--- DATA SHOWN Enclosed Below ---

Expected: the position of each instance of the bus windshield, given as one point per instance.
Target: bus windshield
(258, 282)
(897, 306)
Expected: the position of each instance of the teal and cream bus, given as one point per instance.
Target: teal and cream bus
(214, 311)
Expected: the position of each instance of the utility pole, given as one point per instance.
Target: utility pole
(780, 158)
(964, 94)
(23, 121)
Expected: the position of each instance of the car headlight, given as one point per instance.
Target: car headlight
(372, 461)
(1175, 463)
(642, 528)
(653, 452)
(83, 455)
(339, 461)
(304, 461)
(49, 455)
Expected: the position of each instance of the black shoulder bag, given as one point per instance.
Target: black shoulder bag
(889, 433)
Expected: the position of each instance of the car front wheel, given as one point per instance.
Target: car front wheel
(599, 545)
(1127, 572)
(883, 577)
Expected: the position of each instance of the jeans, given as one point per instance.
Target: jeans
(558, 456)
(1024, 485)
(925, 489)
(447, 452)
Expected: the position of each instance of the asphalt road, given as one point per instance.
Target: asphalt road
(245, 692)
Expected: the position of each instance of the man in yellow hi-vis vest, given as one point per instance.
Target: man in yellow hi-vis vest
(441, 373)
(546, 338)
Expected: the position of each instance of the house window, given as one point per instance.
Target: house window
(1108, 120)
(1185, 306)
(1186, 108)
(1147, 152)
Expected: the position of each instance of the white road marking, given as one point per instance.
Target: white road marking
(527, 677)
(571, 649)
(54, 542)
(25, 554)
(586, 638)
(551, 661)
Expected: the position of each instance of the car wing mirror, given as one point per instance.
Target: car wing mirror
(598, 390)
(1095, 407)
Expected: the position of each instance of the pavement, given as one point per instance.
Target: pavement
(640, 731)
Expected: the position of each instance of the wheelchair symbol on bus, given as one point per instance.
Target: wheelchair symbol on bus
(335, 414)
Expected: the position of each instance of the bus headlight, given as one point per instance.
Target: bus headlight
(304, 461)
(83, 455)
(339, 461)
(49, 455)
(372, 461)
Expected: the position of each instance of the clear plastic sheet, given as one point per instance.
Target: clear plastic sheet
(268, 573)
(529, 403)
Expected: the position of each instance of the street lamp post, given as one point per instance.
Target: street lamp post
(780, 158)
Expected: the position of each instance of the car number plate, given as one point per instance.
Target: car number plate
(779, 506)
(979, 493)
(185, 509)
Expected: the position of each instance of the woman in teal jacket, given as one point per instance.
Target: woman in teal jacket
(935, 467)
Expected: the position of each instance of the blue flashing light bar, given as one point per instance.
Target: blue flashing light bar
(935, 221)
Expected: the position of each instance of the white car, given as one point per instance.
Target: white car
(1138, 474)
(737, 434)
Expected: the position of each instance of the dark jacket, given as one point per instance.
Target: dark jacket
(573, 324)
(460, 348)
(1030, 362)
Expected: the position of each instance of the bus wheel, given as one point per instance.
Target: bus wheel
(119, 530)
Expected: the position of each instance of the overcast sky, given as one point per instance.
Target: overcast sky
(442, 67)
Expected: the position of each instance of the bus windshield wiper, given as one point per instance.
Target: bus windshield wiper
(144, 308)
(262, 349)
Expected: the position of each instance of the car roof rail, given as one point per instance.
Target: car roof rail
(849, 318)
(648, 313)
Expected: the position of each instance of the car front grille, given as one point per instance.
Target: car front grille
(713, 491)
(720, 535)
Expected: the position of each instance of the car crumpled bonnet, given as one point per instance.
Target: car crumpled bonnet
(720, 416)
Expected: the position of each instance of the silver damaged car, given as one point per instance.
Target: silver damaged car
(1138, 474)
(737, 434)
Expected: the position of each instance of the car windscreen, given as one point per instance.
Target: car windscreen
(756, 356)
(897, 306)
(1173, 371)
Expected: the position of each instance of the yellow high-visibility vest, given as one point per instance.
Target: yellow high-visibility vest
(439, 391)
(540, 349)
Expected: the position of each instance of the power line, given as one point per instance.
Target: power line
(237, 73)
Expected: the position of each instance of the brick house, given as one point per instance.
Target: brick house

--- End of Enclosed DATA SHOWN ---

▶ [INSTRUCTIONS FOR THE TASK]: State the number of lines in the records that include "brick", and write nothing else.

▶ [PROBLEM SOLUTION]: 2